§ **Request**:
Pick out each line in the entries below that contains the word "upper" and copy those lines in full.

§ **Source data**:
|---|

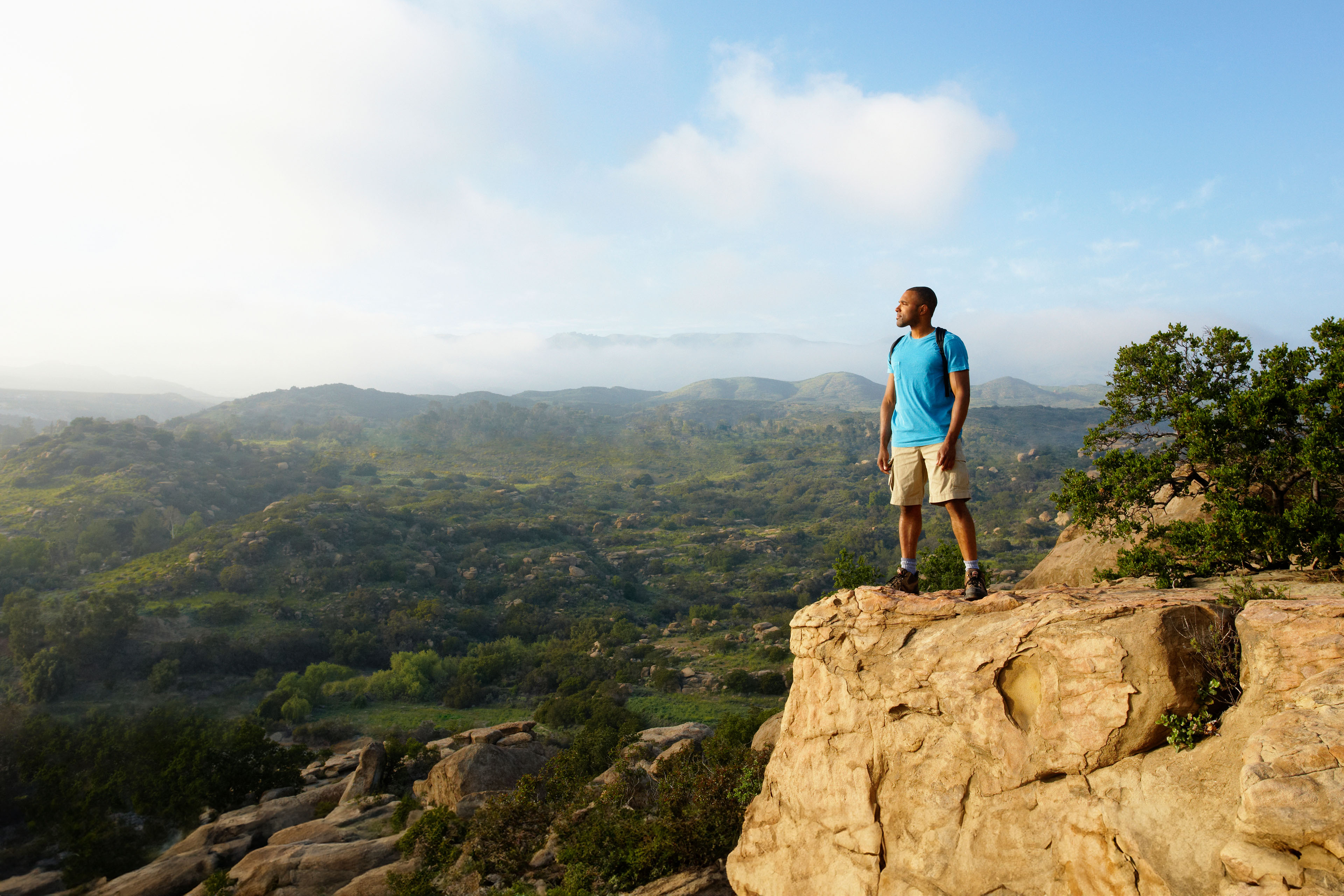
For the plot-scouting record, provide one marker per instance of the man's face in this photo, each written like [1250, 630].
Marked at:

|---|

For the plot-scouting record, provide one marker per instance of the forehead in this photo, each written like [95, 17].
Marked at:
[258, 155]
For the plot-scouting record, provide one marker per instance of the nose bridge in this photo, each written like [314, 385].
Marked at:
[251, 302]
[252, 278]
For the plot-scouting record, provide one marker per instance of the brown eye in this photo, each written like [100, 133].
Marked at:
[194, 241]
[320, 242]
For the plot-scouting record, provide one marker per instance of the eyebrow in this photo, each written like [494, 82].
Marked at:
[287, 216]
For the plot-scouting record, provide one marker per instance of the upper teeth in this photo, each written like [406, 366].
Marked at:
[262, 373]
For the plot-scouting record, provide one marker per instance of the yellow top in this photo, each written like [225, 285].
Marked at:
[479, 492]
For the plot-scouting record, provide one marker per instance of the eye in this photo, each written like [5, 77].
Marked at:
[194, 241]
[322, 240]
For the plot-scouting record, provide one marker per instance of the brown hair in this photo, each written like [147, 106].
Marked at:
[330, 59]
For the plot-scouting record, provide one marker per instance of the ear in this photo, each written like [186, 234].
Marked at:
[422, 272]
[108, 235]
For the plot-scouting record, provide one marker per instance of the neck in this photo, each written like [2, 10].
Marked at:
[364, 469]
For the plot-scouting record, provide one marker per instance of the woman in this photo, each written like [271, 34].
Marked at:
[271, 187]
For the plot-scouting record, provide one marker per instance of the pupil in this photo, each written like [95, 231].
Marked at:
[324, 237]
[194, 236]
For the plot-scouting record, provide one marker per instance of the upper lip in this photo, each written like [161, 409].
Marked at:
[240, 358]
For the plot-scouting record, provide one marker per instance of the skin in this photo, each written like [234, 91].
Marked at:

|---|

§ **Correct response**:
For the plot-scouting record, provide one marker per instance of the upper teeth in this photo, each written like [406, 366].
For the plot-scouting record, provide one marker per instance of the upper lip in this photo, each written like [161, 409].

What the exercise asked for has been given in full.